Raw records:
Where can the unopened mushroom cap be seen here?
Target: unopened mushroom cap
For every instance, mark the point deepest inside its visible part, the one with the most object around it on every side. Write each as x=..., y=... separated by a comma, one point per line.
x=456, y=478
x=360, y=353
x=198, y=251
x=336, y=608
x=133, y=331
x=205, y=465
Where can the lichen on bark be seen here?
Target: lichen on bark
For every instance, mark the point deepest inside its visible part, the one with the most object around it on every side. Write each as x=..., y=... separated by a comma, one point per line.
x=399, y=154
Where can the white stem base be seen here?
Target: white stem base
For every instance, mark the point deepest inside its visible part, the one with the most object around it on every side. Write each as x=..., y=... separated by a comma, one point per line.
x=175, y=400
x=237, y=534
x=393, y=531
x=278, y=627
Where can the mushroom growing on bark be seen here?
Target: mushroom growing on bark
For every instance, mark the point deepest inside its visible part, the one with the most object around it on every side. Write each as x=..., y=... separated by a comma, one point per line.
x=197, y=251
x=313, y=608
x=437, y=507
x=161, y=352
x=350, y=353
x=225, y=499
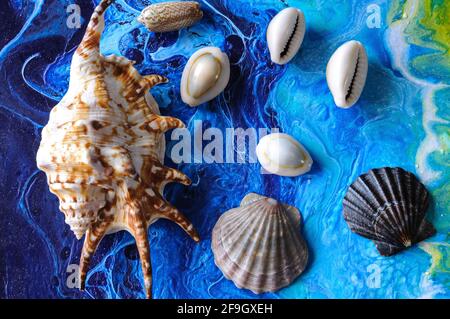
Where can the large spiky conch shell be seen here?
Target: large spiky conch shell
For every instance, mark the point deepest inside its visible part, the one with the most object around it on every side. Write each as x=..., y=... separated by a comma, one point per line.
x=103, y=148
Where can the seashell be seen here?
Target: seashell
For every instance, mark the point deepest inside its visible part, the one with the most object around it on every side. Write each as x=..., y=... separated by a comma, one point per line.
x=205, y=76
x=285, y=35
x=281, y=154
x=258, y=244
x=388, y=206
x=103, y=148
x=347, y=72
x=170, y=16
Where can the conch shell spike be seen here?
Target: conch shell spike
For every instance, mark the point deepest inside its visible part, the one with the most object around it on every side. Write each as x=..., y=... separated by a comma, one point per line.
x=103, y=149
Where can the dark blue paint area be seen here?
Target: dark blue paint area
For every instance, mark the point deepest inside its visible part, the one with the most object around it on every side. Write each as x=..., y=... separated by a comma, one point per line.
x=38, y=250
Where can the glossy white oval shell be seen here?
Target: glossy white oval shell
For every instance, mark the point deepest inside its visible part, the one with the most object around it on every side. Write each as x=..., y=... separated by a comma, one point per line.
x=205, y=76
x=347, y=73
x=281, y=154
x=285, y=35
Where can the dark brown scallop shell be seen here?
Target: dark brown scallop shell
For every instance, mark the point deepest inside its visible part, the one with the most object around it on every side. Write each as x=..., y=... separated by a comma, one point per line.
x=388, y=206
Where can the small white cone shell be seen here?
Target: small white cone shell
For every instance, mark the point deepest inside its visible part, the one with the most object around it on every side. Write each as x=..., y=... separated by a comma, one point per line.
x=347, y=67
x=281, y=154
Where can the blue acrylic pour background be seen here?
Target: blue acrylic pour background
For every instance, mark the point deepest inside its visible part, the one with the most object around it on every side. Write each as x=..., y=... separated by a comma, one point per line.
x=388, y=126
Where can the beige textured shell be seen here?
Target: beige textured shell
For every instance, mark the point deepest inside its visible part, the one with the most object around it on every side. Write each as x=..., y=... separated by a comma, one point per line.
x=102, y=151
x=170, y=16
x=258, y=244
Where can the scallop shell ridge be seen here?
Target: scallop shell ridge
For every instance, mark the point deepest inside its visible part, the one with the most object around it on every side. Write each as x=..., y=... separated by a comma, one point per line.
x=258, y=245
x=388, y=206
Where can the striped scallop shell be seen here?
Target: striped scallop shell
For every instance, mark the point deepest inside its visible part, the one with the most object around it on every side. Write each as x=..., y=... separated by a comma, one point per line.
x=258, y=244
x=171, y=16
x=388, y=206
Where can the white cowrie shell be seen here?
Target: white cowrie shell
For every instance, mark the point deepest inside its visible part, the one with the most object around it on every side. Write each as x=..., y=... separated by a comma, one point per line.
x=285, y=35
x=281, y=154
x=346, y=73
x=205, y=76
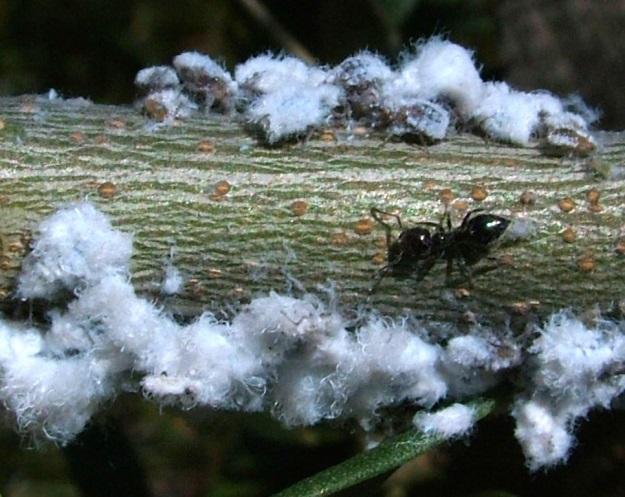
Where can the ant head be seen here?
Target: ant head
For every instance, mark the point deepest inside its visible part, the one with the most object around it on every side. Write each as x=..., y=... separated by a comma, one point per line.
x=486, y=228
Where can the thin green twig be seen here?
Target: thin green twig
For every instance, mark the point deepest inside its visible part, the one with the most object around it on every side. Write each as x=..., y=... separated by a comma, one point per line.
x=386, y=456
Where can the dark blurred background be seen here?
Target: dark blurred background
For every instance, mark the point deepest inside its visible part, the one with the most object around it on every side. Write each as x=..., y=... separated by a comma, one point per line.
x=93, y=48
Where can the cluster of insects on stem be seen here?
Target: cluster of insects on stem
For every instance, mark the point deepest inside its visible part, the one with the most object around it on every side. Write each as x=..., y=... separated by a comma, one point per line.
x=417, y=249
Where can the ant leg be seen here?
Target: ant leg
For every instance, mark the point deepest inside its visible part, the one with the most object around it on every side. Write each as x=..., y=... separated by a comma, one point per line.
x=425, y=267
x=376, y=214
x=449, y=270
x=447, y=218
x=465, y=272
x=379, y=276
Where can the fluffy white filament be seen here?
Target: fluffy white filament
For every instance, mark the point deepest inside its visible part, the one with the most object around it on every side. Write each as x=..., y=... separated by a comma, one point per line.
x=295, y=357
x=281, y=97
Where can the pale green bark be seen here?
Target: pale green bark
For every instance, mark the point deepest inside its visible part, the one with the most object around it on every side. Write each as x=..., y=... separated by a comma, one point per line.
x=233, y=246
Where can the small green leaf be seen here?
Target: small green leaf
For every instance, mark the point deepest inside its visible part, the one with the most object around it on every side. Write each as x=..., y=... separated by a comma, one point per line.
x=388, y=455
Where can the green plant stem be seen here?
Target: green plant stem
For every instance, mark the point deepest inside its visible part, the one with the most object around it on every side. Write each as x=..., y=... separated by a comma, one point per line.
x=388, y=455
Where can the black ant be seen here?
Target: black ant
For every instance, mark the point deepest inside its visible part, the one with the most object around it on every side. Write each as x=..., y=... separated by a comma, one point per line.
x=416, y=250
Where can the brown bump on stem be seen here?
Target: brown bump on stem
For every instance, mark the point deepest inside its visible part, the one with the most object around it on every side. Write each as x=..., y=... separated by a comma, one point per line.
x=77, y=137
x=586, y=263
x=446, y=195
x=460, y=205
x=428, y=185
x=378, y=258
x=5, y=262
x=327, y=135
x=462, y=293
x=101, y=139
x=195, y=287
x=26, y=237
x=222, y=188
x=116, y=123
x=339, y=239
x=238, y=292
x=595, y=208
x=206, y=147
x=566, y=204
x=506, y=260
x=299, y=207
x=592, y=196
x=569, y=235
x=107, y=190
x=214, y=273
x=478, y=193
x=527, y=198
x=15, y=247
x=520, y=308
x=363, y=226
x=154, y=109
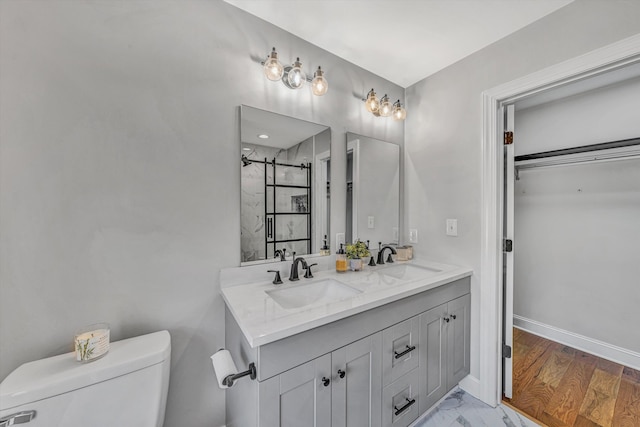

= PROBLEM TO SOLVE =
Gather every line in the entries above that contains the string "cone", and list them.

= TASK RESULT =
Where can the small white cone shell be seen here?
Target: small white cone shell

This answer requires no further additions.